#### Materials provided:
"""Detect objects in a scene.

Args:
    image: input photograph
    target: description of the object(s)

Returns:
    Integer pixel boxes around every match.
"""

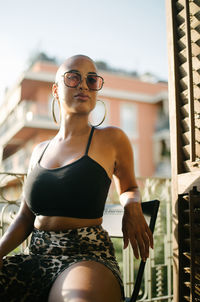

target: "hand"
[122,202,153,261]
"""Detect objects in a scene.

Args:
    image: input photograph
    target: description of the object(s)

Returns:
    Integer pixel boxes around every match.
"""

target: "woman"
[0,55,153,302]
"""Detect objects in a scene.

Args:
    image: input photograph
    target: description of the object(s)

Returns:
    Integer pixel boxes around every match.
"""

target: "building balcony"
[0,100,57,158]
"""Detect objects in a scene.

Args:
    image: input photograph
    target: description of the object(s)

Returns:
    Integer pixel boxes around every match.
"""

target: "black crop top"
[25,127,111,219]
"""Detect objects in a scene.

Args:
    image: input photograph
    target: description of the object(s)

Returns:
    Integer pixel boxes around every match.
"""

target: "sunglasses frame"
[62,71,104,91]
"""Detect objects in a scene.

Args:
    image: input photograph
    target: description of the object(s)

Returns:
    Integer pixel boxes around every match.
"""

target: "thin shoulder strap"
[38,141,50,163]
[85,126,94,155]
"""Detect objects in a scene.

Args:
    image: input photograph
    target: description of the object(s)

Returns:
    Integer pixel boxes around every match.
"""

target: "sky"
[0,0,168,101]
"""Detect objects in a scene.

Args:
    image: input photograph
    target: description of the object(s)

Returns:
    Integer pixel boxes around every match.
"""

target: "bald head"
[55,55,97,83]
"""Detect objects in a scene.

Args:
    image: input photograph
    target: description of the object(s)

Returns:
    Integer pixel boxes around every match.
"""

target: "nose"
[79,78,88,90]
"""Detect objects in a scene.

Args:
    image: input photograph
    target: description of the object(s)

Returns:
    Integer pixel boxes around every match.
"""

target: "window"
[120,103,138,138]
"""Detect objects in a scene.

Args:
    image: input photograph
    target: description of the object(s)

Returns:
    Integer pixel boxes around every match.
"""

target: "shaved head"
[55,55,97,83]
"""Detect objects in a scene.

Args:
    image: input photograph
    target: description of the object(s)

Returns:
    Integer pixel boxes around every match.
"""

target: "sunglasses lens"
[87,75,103,90]
[64,72,81,88]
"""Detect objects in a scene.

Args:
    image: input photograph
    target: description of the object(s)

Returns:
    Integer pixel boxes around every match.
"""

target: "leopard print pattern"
[0,226,124,302]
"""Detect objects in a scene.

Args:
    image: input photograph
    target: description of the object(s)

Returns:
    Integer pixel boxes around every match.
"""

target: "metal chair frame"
[103,199,160,302]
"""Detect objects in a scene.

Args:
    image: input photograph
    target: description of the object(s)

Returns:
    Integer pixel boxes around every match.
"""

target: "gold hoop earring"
[51,97,60,125]
[89,100,107,127]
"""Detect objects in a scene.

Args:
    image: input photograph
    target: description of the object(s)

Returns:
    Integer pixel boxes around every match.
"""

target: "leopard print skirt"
[0,226,124,302]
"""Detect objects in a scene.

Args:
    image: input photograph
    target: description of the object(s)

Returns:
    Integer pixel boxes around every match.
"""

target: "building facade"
[0,61,170,177]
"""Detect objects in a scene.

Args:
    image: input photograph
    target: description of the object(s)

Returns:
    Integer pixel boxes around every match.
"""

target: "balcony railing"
[0,172,173,302]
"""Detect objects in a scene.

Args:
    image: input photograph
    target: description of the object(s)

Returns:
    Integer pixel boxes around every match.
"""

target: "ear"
[52,83,58,99]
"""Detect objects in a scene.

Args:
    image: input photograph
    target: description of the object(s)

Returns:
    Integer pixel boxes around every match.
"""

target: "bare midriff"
[34,216,103,231]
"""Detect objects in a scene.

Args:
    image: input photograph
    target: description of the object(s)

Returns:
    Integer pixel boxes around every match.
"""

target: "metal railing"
[0,172,173,302]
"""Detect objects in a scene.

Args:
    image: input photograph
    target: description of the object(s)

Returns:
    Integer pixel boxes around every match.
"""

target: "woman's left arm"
[114,129,153,260]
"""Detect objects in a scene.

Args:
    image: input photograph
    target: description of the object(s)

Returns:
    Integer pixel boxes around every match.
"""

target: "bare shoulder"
[96,126,128,144]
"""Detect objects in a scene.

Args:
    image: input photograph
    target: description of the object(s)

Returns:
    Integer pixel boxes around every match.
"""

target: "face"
[53,56,97,114]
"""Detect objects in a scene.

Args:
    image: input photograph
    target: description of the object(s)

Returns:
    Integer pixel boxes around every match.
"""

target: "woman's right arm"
[0,144,42,266]
[0,201,35,259]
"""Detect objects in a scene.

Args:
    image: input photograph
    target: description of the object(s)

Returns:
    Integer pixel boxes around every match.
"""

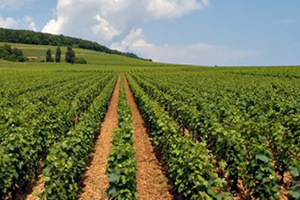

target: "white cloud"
[0,0,35,9]
[148,0,209,19]
[92,15,120,40]
[110,28,261,65]
[24,16,36,31]
[111,28,154,51]
[43,0,210,44]
[0,16,17,28]
[0,16,36,31]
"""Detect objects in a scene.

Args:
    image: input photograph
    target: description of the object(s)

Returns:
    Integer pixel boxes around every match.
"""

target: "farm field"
[0,44,300,199]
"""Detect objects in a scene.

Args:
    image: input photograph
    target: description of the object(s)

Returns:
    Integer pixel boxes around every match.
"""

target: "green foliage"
[128,76,231,199]
[0,44,26,62]
[46,49,54,62]
[55,47,61,63]
[289,161,300,200]
[106,78,138,199]
[66,47,75,64]
[74,57,87,64]
[0,72,113,198]
[41,78,116,199]
[0,28,146,60]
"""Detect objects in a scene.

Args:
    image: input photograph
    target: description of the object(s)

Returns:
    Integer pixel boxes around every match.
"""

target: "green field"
[0,43,300,199]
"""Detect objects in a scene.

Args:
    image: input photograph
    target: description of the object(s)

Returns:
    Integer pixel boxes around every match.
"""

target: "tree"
[46,49,53,62]
[55,47,61,62]
[66,47,75,64]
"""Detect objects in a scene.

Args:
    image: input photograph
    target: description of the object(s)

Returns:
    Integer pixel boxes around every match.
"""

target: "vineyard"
[0,57,300,200]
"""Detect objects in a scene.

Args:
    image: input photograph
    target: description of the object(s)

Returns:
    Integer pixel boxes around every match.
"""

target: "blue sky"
[0,0,300,65]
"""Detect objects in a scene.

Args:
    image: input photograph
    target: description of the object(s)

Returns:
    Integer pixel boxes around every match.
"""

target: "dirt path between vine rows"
[78,77,120,200]
[125,76,173,200]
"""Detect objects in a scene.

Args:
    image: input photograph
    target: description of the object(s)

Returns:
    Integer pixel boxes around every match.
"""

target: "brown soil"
[125,76,173,200]
[78,77,120,200]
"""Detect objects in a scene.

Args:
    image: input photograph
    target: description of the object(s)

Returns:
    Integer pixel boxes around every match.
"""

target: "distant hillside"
[0,28,150,60]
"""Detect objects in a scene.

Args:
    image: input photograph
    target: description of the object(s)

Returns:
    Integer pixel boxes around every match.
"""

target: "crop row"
[127,75,230,199]
[41,77,116,200]
[135,71,300,199]
[106,77,138,199]
[0,72,116,197]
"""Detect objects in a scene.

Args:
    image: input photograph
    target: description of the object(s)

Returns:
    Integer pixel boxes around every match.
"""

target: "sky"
[0,0,300,66]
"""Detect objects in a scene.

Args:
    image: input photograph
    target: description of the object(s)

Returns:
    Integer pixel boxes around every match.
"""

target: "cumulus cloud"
[116,37,261,65]
[0,16,36,31]
[24,16,36,31]
[43,0,209,44]
[0,0,35,9]
[0,16,17,28]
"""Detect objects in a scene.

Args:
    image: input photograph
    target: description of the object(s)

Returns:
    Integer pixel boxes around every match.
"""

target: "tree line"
[0,28,151,61]
[0,44,27,62]
[46,47,87,64]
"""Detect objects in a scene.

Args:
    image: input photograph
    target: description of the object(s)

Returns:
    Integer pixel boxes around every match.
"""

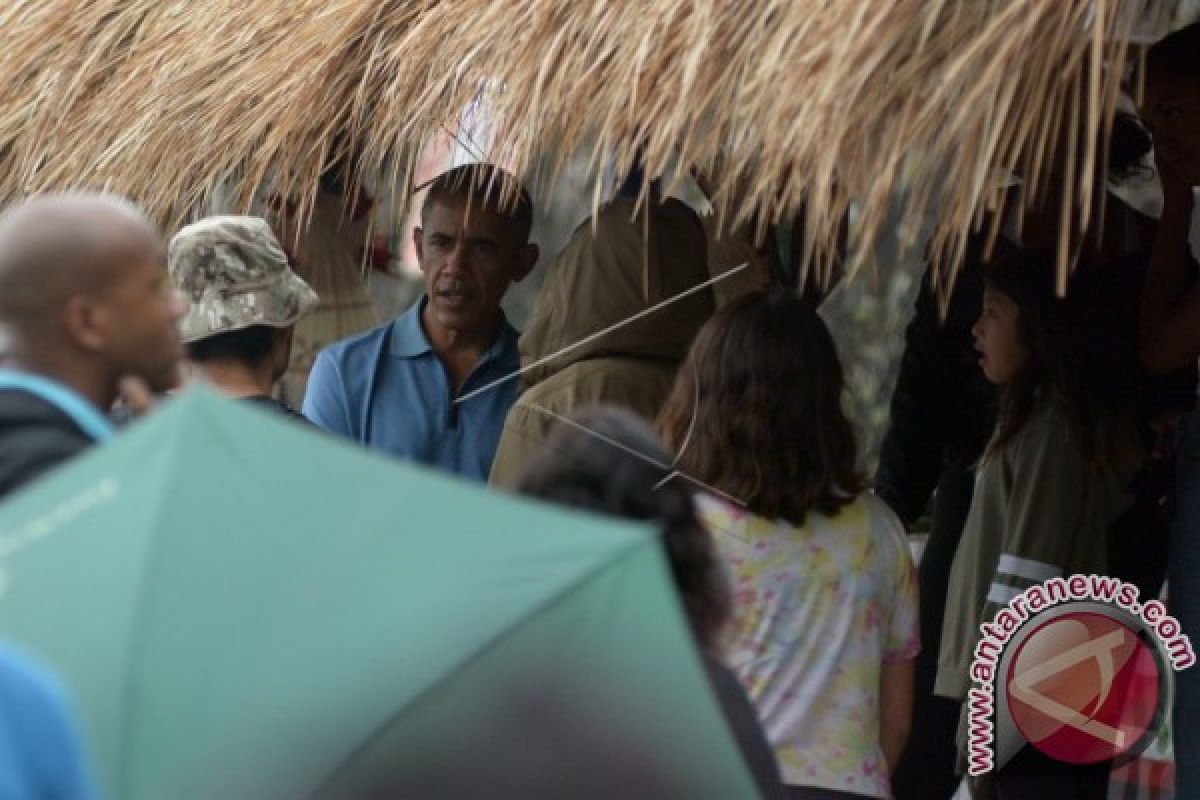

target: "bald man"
[0,194,184,500]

#### Exercise objective:
Gather every line of the data above that contains the word "railing" and copy each one.

#### Exercise answer:
target: "balcony railing"
target: "metal railing"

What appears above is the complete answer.